Task details:
After locating the line with "Exercise. Point out the woman's right", reproduce that line and every one following it exactly, up to the end of the entries.

Stored dataset items
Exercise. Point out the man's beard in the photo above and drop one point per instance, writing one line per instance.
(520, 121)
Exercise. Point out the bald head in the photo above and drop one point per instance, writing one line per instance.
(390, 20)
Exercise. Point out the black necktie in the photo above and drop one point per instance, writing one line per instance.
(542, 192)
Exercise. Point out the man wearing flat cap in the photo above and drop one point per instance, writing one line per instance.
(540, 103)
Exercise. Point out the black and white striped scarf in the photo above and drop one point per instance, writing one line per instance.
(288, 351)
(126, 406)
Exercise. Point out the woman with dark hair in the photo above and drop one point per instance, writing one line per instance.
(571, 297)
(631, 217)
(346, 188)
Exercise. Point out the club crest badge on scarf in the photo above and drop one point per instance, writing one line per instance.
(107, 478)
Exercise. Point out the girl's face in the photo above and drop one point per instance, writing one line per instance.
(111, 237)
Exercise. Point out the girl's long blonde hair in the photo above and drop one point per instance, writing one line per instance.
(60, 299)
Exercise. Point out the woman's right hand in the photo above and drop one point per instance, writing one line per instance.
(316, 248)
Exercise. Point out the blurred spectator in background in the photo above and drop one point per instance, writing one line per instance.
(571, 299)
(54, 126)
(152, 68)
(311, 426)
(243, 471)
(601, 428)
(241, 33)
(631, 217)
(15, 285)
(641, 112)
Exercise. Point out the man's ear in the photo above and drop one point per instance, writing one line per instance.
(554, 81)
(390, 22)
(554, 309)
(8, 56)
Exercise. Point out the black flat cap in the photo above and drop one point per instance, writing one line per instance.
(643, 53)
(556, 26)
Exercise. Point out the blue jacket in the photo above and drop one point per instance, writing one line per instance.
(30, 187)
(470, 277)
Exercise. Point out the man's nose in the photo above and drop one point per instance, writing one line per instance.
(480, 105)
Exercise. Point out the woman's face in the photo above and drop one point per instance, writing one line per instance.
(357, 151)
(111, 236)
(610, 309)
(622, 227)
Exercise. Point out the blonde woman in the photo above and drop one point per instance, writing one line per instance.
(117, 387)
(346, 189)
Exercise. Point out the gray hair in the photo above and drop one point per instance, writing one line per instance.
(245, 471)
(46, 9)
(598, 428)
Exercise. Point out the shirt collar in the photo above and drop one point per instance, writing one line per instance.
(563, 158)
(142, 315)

Exercise solution:
Exercise. Point out the woman's right hand in the photo above and drop one point per instance, writing one line per instance.
(316, 248)
Exercise. Point out the blurred spectator in background in the photo above and drop one point per instance, writing one line per instance.
(571, 299)
(54, 126)
(152, 68)
(311, 426)
(243, 471)
(601, 428)
(241, 33)
(631, 217)
(15, 285)
(641, 112)
Exercise. Point out the man's ear in the photo above and drop one point per instance, writing one line per instance.
(554, 81)
(390, 22)
(554, 309)
(8, 56)
Exercise. Point out the black flat cap in the photo above and drop one point per instance, writing one line per instance.
(643, 53)
(556, 26)
Exercise. Point out the blue jacket in the photo above and drop one point per instance, writing one line per instance.
(30, 187)
(470, 277)
Exercise. Point out the man's nose in the photo above and drop one point per instance, writing one line per instance.
(480, 105)
Exercise. Point out the woman's face in the photo above and drop one point per instance, writing one line per instance.
(357, 151)
(111, 236)
(610, 309)
(622, 227)
Exercise. Point out the blonde woman in the photo above and drop one point per instance, writing one line per instance.
(117, 387)
(346, 189)
Exercise. Point out the gray hair in the photo above and drop one point per instance, writing one line per instance.
(245, 471)
(46, 9)
(598, 428)
Exercise. Point out the shirt collar in the photo above and drop one point per instance, writing one line per instance.
(563, 158)
(142, 315)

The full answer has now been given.